▸ Task directions: Convert the items below into a JSON list of strings with one string per line, omitting blank lines. Leave the pictures out of the list.

Stored entries

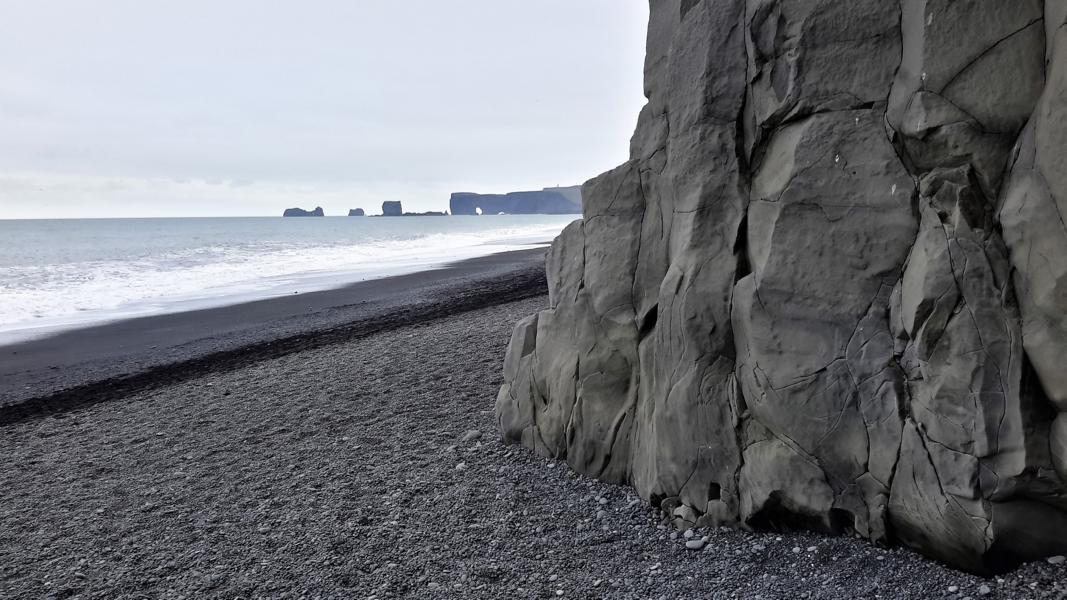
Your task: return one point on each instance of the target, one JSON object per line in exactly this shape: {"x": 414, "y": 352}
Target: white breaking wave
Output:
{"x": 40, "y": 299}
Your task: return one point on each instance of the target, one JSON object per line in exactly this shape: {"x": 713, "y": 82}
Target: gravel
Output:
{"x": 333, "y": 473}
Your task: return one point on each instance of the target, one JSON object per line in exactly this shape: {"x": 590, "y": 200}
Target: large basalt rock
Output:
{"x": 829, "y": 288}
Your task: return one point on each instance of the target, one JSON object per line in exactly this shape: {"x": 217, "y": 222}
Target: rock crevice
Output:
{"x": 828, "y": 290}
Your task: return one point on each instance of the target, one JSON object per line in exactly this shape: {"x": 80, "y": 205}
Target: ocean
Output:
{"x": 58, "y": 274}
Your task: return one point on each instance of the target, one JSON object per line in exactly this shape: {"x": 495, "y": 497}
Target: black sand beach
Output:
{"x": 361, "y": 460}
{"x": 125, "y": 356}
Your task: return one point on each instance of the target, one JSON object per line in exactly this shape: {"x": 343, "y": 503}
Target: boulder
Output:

▸ Response to this exercise:
[
  "Your task: return one point on each instance of the target, one JSON object per line in exactly this shape: {\"x\": 414, \"y\": 352}",
  "Target: white breaking wave",
  "Output:",
  "{\"x\": 40, \"y\": 299}",
  "Your task: return one point on each instance of the target, one JSON object per line in exactly this shape: {\"x\": 713, \"y\": 82}",
  "Target: gravel",
  "Output:",
  "{\"x\": 333, \"y\": 473}",
  "Your task: return one point on each instance of the target, one JSON object per line in exactly this shape: {\"x\": 590, \"y\": 200}",
  "Target: large basalt rock",
  "Output:",
  "{\"x\": 829, \"y\": 288}",
  "Your task: return one point on each instance of the target, one JSON object per line in exactly this shape: {\"x\": 217, \"y\": 222}",
  "Target: rock crevice",
  "Output:",
  "{\"x\": 828, \"y\": 290}",
  "Your task: return one point on each instance of the target, one JSON object per line in exactly this shape: {\"x\": 80, \"y\": 205}",
  "Target: ocean",
  "Output:",
  "{\"x\": 58, \"y\": 274}",
  "Your task: return one point on each instance of the target, one JSON object per line in exactly this shape: {\"x\": 495, \"y\": 497}",
  "Target: black sand beach",
  "Output:",
  "{\"x\": 361, \"y\": 460}",
  "{\"x\": 125, \"y\": 356}",
  "Your task: return one point on each instance of the target, one JSON object per line in exactly this shape: {\"x\": 343, \"y\": 503}",
  "Target: boulder",
  "Output:"
]